[Exercise directions] Using the travel piece "Tokyo Limper," explain in one to three sentences why the writer came to believe the condition was diabetes.

BEGIN Text provided

Tokyo Limper

My first hours in Tokyo were coloured, to some degree, by a medical issue. The colour was tango pink and it appeared on a comically swollen right foot. Some combination of factors, including, no doubt, my hiking expeditions, had led to the formation of painful blisters between and on my toes. I began to notice them on the way to Auckland airport, and then most acutely shortly after I arrived. There, in the corner of a food court, I removed the shoe and sock from the offending foot and undertook primitive surgery before a gallery of horrified travellers. My toes red and weeping, I felt almost as if I were about to faint. During the flight I had to remove my shoe again and prop my foot up on my backpack in the very limited space underneath the seat in front of me. Rest was elusive. As we neared Narita airport I put the shoe back on and noted that it seemed an unusually snug fit.

Limping determinedly with my luggage and guitar, I managed to negotiate the airport's labyrinth of retail outlets and secure an adaptor, some shampoo and a SIM card. It was then a further couple of hours by train and about ten minutes by foot to my accomodation, where, over a tatami mat, the grisly discovery was made. It was as if, by removing my sock, I was unveiling a child's drawing.

One shouldn't catalogue one's symptoms into an online search engine but one invariably does. My research informed me I was in the throes of Diabetes. I imagined inscrutable Japanese clinic visits and tortuous exchanges with my travel insurance company. I took the only sensible course of action: I went to sleep and hoped the thing would bloody well deflate by the morning.

END Text provided
BEGIN Given material

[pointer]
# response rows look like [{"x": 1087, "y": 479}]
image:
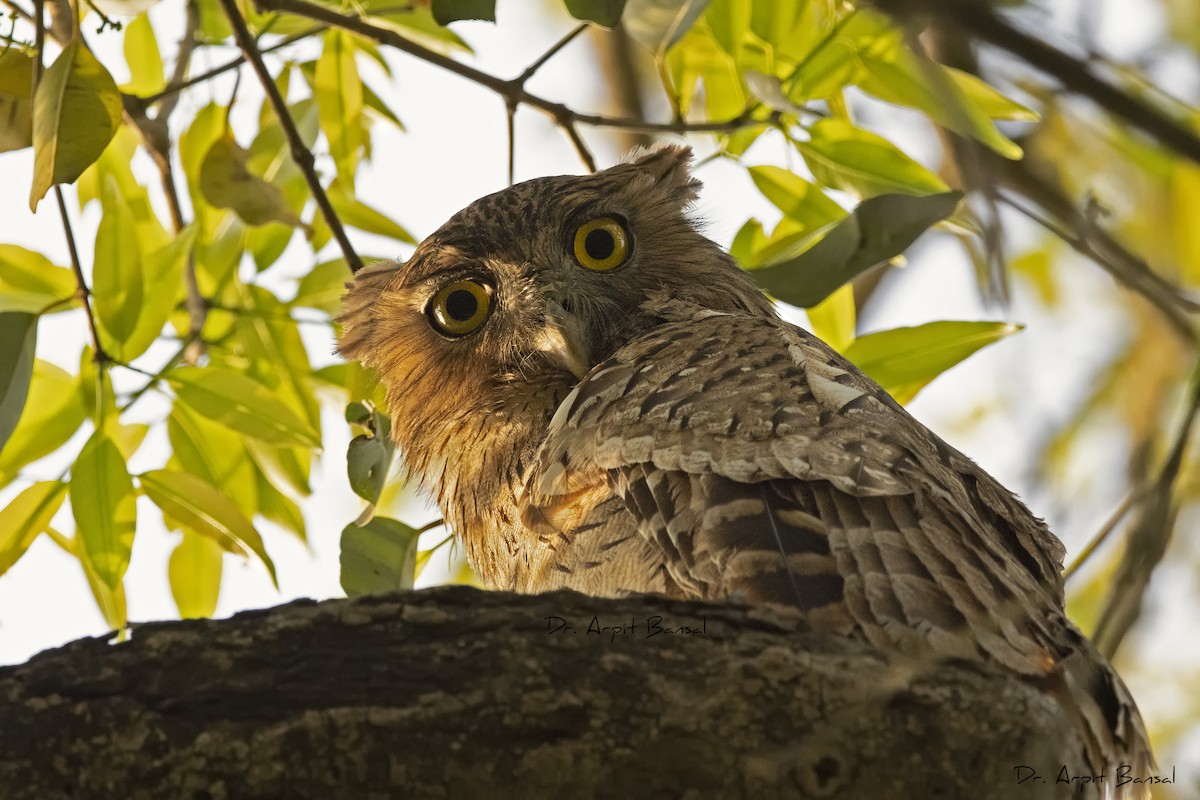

END Given material

[Response below] The writer entered the symptoms into an online search engine, and that research reported diabetes as the cause. The belief came from searching the swollen, blistered foot online, not from any medical visit.